--- START OF Passage provided ---

Being dropped should have been the worst part of the day for Xavi Simons. Then Spurs were forced to play the £51m signing who does not fit whatsoever.

There is far more stock in throwing mud at Jadon Sancho than in the general direction of Xavi Simons, but it will be interesting to see whether the floundering Spursman is given the ‘ultimate humiliation’ treatment.

Having been dropped from the starting line-up to face Chelsea, Simons was granted an unexpected opportunity to prove Thomas Frank wrong by an early head injury to Lucas Bergvall.

In a cameo lasting just over an hour, Simons offered only a painful justification of his manager’s decision.

Frank believes criticism of his £51m playmaker has been “harsh”, that his acclimatisation will take “time” and that “it cannot be on one player to get the team ticking”.

And he’s right. Even the most gifted players often need patience and periods of adaptation, while more of Simons’ teammates must shoulder some of the creative burden too.

But a game he was not trusted to start ultimately prompted yet more questions as to why Spurs even signed a player who seems entirely incongruous with whatever they are trying to do.

There remains mystery on that front too. This was an absolute black hole of a performance from Spurs, whose absurd struggles at home helped deliver the lowest xG (0.05) of any team in a Premier League game this season.

--- END OF Passage provided ---

> Requests:
1. Select every row that contains the string "letter" and copy each one; case counts.
2. Continue the article on Xavi Simons from the point where it stops.
The article on Xavi Simons and the rows after it have no connection to each other.

--- START OF Given data ---

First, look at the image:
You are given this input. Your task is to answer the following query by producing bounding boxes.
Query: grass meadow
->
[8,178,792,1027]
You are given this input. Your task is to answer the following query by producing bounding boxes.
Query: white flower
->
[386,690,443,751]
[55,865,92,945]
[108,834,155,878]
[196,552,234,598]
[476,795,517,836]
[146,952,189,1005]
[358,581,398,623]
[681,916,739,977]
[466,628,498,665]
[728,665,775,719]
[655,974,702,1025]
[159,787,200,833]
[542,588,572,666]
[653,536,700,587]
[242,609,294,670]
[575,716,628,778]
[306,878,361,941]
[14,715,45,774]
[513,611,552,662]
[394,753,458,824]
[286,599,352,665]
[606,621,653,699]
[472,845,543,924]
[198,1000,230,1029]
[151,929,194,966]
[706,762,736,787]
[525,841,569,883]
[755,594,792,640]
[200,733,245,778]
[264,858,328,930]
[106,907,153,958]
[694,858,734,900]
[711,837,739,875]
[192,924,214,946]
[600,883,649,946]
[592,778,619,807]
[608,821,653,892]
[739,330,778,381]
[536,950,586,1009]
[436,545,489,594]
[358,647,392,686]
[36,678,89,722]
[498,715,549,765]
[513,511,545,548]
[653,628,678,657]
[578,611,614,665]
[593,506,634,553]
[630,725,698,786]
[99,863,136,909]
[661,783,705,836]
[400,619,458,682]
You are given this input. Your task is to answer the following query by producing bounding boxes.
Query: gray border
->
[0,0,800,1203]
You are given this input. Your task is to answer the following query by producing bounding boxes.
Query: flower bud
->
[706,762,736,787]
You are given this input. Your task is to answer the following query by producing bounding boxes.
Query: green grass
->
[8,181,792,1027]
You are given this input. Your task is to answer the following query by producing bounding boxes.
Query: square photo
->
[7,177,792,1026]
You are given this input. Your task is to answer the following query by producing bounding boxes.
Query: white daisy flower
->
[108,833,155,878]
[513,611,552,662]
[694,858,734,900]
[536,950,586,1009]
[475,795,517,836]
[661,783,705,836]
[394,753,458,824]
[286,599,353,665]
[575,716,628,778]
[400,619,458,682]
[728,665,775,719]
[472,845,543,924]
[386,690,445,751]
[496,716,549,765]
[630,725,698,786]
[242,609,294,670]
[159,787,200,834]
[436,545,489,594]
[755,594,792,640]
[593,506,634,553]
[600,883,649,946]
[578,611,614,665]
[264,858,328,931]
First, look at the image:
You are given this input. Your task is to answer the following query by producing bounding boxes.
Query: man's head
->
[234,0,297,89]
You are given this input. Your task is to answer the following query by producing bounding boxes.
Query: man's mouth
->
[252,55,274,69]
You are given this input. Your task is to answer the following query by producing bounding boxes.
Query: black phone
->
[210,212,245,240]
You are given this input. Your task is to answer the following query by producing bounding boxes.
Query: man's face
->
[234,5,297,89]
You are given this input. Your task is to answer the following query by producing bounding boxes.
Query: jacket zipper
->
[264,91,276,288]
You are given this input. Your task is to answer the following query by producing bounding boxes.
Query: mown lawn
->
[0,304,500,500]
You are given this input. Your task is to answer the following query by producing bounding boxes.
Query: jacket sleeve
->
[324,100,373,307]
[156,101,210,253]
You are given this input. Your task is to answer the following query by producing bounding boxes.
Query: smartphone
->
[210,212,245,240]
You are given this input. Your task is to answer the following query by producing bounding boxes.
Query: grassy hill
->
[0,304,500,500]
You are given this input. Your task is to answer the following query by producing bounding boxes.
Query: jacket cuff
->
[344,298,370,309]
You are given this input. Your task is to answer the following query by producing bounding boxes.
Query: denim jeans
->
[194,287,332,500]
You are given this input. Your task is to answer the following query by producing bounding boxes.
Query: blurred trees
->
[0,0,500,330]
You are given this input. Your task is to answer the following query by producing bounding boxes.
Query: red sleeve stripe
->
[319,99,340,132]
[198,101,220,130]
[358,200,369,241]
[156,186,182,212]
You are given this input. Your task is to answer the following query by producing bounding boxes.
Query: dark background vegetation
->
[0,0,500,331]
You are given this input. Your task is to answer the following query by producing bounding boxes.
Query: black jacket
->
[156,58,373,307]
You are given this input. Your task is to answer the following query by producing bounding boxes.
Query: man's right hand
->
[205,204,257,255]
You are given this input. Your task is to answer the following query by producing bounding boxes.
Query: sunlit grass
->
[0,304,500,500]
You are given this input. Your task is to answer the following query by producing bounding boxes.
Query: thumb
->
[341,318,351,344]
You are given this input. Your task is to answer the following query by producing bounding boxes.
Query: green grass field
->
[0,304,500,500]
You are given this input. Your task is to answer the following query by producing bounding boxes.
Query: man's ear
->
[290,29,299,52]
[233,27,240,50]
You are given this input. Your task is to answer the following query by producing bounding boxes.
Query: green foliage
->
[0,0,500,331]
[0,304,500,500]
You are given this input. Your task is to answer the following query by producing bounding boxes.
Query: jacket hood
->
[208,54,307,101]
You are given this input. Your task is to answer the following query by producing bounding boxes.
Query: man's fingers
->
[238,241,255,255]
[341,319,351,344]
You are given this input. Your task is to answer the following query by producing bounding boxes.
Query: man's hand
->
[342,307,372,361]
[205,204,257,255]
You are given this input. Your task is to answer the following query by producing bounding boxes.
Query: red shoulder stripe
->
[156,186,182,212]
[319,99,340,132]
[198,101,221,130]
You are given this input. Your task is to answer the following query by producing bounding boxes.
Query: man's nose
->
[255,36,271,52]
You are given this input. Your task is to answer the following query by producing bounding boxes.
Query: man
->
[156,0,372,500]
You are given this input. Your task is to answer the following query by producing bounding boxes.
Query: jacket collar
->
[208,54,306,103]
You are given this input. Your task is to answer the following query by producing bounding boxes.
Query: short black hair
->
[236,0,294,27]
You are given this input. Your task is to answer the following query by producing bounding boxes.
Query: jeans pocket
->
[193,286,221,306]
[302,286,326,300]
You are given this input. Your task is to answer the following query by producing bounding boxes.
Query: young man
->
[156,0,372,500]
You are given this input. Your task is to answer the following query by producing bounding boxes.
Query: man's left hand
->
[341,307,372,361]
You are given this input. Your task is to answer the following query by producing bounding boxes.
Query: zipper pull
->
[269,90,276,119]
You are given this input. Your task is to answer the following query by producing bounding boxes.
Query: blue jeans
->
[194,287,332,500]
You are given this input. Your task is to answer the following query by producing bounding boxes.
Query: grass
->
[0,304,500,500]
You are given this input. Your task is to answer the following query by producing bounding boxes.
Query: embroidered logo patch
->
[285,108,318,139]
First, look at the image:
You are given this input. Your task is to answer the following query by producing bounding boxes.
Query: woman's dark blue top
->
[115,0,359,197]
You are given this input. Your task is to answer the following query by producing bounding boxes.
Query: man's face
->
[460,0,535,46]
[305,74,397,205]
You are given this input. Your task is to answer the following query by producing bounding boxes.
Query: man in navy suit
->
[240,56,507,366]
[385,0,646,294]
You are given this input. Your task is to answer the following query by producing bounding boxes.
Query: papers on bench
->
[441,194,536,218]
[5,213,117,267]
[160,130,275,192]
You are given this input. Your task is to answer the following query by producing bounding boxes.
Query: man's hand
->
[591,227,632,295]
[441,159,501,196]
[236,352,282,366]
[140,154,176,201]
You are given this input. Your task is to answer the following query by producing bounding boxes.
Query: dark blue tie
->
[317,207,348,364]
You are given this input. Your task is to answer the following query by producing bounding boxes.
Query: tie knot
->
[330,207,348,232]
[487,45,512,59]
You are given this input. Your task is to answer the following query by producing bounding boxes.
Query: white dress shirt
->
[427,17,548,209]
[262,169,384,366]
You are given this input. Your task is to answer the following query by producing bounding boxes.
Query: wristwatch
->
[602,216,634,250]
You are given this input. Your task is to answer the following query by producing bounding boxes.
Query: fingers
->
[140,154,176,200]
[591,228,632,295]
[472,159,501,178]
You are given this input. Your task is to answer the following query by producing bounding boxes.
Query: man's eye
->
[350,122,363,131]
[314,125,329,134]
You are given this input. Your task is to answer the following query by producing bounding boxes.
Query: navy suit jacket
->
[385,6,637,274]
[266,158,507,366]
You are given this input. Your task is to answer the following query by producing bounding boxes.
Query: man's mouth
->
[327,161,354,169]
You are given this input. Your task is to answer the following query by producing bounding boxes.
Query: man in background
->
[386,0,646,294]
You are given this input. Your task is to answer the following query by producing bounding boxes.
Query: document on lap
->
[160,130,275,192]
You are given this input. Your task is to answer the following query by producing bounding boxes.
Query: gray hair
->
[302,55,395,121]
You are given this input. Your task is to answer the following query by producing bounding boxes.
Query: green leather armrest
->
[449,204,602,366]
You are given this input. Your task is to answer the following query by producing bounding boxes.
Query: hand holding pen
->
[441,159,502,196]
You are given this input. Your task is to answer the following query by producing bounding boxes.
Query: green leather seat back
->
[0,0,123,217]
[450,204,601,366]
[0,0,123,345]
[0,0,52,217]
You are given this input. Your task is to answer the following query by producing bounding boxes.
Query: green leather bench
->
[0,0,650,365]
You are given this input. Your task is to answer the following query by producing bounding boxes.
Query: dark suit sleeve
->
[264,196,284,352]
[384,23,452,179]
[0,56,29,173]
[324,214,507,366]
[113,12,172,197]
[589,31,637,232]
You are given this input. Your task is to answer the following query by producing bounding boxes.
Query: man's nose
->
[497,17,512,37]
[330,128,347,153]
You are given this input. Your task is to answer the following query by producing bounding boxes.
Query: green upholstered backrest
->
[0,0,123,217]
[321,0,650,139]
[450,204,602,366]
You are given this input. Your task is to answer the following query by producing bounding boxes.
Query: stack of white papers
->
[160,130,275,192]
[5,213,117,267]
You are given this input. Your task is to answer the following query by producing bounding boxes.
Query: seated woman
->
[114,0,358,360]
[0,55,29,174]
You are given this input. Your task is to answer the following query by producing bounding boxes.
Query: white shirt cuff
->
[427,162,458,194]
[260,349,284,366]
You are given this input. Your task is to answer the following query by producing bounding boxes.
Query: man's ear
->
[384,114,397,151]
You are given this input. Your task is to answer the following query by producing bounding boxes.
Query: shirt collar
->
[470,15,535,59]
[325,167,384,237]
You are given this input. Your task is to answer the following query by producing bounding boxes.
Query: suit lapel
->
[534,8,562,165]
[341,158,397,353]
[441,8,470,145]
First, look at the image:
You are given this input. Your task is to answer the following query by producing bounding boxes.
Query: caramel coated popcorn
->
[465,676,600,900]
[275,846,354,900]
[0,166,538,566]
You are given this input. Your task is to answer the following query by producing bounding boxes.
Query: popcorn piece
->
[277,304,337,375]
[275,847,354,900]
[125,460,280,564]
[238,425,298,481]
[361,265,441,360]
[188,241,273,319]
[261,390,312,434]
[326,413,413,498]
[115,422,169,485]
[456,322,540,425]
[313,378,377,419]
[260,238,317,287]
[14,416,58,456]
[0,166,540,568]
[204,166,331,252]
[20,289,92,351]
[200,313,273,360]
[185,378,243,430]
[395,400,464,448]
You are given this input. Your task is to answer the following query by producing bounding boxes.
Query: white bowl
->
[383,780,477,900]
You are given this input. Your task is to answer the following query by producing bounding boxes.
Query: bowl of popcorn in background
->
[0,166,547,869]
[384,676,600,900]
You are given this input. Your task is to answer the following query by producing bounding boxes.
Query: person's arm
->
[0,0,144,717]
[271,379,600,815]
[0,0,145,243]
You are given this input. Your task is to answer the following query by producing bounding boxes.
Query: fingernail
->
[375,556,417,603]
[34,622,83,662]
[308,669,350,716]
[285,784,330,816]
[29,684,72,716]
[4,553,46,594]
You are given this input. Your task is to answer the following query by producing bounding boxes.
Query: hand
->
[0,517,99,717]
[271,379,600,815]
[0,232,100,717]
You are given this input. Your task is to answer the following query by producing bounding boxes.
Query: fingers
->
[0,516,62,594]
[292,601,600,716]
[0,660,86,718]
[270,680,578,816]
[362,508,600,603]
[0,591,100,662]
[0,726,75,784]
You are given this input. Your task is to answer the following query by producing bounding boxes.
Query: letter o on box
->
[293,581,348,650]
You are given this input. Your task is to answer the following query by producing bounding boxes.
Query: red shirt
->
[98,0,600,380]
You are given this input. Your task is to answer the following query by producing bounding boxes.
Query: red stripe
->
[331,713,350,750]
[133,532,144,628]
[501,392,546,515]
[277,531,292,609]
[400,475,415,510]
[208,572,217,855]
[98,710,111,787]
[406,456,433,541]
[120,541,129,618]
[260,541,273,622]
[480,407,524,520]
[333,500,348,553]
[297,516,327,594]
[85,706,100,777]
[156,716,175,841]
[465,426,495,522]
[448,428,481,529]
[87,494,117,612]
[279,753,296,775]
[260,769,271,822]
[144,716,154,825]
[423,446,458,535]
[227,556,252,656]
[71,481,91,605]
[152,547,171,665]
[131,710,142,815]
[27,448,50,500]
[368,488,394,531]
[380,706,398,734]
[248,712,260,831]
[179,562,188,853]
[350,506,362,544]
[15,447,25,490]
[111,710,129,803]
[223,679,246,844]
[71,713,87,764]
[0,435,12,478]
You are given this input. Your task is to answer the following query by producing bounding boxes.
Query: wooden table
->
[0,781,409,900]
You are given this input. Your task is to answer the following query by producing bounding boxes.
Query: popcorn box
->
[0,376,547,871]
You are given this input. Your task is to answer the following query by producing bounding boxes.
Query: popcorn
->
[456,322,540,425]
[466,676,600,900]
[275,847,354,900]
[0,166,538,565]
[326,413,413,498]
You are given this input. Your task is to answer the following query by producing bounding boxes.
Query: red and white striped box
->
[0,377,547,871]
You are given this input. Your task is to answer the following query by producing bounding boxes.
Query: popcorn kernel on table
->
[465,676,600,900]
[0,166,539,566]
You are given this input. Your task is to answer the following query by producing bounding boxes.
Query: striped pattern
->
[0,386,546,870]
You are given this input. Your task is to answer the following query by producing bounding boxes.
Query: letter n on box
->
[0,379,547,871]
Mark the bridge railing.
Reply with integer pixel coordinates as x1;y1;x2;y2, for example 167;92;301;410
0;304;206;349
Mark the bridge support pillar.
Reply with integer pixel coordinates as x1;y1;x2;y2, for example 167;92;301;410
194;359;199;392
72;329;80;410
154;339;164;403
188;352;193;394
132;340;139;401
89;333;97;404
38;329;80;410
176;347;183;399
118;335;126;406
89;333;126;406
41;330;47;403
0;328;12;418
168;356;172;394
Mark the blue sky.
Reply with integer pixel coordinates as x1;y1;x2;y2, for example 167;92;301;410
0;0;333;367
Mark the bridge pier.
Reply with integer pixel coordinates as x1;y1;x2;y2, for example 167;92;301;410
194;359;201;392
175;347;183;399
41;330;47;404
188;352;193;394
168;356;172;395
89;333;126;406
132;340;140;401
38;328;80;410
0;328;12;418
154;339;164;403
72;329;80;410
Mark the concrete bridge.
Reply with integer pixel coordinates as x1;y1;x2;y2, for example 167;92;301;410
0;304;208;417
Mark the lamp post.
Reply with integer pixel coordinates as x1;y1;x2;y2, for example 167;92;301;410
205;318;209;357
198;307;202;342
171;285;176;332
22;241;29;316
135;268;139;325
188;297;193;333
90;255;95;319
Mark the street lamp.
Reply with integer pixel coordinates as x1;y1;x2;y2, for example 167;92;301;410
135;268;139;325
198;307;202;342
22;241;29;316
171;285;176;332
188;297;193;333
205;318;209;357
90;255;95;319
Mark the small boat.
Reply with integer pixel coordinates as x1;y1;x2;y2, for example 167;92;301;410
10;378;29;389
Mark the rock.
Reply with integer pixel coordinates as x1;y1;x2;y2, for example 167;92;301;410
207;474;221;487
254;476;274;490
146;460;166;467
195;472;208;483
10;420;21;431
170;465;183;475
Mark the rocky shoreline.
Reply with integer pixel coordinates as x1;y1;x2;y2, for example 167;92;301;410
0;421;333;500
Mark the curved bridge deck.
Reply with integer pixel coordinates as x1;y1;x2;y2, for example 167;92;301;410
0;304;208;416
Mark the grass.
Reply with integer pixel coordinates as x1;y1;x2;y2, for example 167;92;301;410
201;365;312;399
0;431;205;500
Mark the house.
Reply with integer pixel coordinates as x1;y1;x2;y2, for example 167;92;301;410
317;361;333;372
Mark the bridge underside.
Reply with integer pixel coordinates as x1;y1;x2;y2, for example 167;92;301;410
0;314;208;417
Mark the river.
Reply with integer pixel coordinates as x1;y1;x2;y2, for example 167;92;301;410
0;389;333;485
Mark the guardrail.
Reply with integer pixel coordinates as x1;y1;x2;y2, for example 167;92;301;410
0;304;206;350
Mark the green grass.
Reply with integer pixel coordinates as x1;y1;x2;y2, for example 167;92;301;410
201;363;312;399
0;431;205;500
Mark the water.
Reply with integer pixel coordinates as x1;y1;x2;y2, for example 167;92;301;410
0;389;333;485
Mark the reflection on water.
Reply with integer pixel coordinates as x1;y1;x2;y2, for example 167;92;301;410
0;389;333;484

--- END OF Given data ---

> Task-by-task results:
1.
Query: letter o on box
Query: letter n on box

2.
Simons was taken off in the 73rd minute but was still on the pitch for the final shot Spurs mustered in a home match they lost to their bitter rivals. This is a team-wide problem and the Dutchman is a victim of that as much as he is part of the cause.

Yet he was signed to provide at least part of the solution, even if injuries to James Maddison and Dejan Kulusevski have complicated that particular equation.

There were bursts of promise against the side who tried to sign Simons in the summer. Chelsea agreed personal terms with the 22-year-old; a cute second-half chip into Mohammed Kudus and body feint to evade the brilliant Moises Caicedo underlined why.

But that was the same move which elicited a lecture on the “intensity” of the Premier League from Jamie Carragher. No sooner had Simons galloped past Caicedo than Reece James sent him sprawling to the floor on the halfway line with a show of effortless strength.

It was where Simons spent most of the game. Few players seem to enjoy wandering down blind alleys quite as much. He lost the ball seven times, a tally beaten only by goalscorer and game-winner Joao Pedro.

Spurs as a whole were awful. There was no invention to their play, no free thought. Most every player looked petrified by the idea of having the ball.

Towards the end of the first half Rodrigo Bentancur had to muster the will of 427 men not to pass the ball all the way back to Guglielmo Vicario, forcing himself to turn into the sea of Chelsea bodies instead because the fans were already booing to the collapse of another venture forward.

Caicedo is a phenomenal player but it doesn’t half help when the team he is facing is a massive collective pressing trigger.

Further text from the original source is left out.